» Your tasks
**1)** In the climate risk excerpt below, rewrite the paragraph that begins "At the center of the analysis" as a short bulleted list that keeps its main facts.
**2)** Answer these questions using the climate risk excerpt below:
(a) Which key ingredients are named as crops whose risks are evaluated?
(b) What three details does a user input for each farm-based asset?
(c) Which costs does the text give as an example of what a flood could affect?
**3)** In the climate risk excerpt below, swap "wildfires" for "bushfires" and give the passage starting with "Identify a range" and going on through "of ongoing revenue.".

» Selected excerpt
▬▬▬▬▬▬▬▬▬▬
Sustainable1’s capabilities are enabling the team to:

 
Identify a range of longer-term physical climate risks for different locations throughout the world, including extreme temperatures, drought, multiple types of flooding, water stress, tropical cyclones and wildfires.


Evaluate how these risks could impact different crops, in particular key ingredients such as barley, wheat and corn.


Quantify the financial impact due to increased operational costs, damages needing repair and/or the loss of ongoing revenue.


At the center of the analysis is the easy-to-use S&P Global Climanomics platform that measures physical risks in financial terms under different climate-change scenarios. A user inputs three details for each farm-based asset under consideration: (1) the specific type of crop, (2) the location, and (3) the value. The Climanomics platform then computes the impact of the major physical hazards on each agricultural asset, taking into account a sophisticated analysis of a crop’s unique vulnerabilities to each hazard.

To quantify the financial risk, Climanomics maps expected losses from specific vulnerabilities to business impacts. For example, how would an increase in temperature affect irrigation costs or a flood affect clean-up and repair costs? Of course, this would depend on the type of crop and if it was highly vulnerable or not.
▬▬▬▬▬▬▬▬▬▬
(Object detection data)

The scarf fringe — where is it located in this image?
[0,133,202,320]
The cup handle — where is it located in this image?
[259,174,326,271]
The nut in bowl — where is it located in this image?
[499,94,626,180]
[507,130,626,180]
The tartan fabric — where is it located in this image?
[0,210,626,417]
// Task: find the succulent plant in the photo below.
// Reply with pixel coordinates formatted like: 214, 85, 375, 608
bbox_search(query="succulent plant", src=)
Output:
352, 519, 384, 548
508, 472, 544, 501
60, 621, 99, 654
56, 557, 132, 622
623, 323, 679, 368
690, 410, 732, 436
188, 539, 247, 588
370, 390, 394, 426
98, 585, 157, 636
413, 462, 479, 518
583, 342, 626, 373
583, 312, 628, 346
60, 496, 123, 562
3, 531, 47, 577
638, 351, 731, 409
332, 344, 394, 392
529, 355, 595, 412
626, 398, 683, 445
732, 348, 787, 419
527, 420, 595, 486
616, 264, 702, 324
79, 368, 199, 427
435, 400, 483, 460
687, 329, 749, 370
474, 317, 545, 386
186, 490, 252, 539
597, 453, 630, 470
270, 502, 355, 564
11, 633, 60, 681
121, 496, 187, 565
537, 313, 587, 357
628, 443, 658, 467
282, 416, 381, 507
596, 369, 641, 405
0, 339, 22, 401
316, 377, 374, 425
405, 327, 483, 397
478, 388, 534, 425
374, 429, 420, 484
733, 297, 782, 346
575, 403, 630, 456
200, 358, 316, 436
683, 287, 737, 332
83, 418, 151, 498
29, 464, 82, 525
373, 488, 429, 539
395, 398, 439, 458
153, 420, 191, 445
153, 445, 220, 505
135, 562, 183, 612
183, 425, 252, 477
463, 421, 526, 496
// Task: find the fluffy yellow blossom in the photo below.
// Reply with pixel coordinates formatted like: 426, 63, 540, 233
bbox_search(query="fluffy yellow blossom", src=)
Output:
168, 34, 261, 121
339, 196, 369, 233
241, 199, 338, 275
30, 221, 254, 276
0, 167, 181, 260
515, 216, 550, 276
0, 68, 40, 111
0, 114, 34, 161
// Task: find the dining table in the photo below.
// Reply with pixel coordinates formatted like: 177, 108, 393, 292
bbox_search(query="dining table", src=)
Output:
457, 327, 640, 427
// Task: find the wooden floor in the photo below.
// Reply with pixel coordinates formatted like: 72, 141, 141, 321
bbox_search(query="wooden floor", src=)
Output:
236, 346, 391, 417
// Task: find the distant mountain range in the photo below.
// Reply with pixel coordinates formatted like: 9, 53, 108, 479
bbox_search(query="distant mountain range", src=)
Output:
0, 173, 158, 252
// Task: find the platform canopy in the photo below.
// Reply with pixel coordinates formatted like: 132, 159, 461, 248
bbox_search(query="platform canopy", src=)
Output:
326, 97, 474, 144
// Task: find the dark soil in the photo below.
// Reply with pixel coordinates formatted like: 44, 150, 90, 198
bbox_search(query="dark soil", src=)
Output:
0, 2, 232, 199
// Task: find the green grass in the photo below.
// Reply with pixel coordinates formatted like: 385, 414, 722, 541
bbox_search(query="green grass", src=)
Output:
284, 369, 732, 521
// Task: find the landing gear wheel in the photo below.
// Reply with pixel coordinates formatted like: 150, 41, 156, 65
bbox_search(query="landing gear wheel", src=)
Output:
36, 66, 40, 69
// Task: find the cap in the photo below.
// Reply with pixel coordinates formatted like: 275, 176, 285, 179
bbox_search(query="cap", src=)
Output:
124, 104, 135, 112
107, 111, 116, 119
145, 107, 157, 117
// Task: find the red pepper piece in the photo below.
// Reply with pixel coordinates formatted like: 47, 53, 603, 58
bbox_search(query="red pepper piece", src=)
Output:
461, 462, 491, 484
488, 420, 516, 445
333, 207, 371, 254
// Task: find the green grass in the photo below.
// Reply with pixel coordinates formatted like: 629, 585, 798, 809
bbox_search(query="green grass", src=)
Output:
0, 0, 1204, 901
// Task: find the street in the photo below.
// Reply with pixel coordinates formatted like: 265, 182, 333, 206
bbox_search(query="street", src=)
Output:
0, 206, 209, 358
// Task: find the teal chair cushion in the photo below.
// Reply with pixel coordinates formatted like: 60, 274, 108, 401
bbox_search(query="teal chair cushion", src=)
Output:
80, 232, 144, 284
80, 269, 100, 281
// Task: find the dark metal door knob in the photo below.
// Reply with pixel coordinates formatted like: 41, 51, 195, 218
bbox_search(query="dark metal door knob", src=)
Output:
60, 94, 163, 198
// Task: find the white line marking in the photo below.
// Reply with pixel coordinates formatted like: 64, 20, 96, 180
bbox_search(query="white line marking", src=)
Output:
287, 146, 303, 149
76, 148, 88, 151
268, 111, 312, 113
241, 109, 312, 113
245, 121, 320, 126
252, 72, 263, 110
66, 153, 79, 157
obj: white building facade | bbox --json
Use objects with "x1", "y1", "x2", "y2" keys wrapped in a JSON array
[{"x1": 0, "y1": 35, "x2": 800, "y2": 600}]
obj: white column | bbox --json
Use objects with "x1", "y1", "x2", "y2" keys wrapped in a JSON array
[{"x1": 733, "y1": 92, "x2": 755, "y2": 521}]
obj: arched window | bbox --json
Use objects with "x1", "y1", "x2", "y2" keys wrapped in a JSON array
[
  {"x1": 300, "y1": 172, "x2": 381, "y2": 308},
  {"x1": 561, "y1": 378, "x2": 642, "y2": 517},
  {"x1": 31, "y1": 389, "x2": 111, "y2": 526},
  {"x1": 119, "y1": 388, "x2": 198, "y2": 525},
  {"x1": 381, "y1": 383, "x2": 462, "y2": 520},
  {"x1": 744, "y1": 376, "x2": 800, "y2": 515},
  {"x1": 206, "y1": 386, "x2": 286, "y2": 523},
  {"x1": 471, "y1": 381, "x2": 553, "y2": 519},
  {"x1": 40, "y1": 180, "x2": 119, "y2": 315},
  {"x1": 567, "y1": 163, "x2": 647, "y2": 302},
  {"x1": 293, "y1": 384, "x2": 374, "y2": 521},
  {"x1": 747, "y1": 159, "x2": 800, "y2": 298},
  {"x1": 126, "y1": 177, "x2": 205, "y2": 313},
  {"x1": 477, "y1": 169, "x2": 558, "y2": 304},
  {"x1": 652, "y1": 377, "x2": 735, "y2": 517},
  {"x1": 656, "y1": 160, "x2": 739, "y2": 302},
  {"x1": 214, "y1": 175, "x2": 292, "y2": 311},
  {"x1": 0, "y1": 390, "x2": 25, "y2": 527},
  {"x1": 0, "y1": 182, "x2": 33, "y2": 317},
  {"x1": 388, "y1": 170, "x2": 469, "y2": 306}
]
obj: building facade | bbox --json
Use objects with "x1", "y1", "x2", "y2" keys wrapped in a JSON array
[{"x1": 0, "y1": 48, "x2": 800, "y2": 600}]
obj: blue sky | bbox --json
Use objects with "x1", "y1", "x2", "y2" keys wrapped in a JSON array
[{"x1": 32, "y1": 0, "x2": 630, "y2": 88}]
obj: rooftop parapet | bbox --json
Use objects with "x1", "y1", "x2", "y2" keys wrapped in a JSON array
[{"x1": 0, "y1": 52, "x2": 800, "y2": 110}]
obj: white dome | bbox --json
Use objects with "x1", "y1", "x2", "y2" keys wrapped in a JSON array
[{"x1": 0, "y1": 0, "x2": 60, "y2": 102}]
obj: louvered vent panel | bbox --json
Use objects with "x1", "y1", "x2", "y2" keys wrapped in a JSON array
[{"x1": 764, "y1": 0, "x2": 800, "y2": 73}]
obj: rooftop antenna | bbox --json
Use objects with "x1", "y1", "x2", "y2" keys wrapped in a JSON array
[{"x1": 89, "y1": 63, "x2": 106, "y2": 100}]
▬▬▬▬▬▬▬▬▬▬
» Responses per task
**1)**
- The S&P Global Climanomics platform is at the center of the analysis. It measures physical risks in financial terms under different climate-change scenarios.
- For each farm-based asset, a user enters three details: the type of crop, the location and the value.
- The platform then computes the impact of the major physical hazards on each agricultural asset, taking each crop's unique vulnerabilities to each hazard into account.

**2)**
(a) Barley, wheat and corn.
(b) The specific type of crop, the location and the value.
(c) Clean-up and repair costs.

**3)**
Identify a range of longer-term physical climate risks for different locations throughout the world, including extreme temperatures, drought, multiple types of flooding, water stress, tropical cyclones and bushfires.


Evaluate how these risks could impact different crops, in particular key ingredients such as barley, wheat and corn.


Quantify the financial impact due to increased operational costs, damages needing repair and/or the loss of ongoing revenue.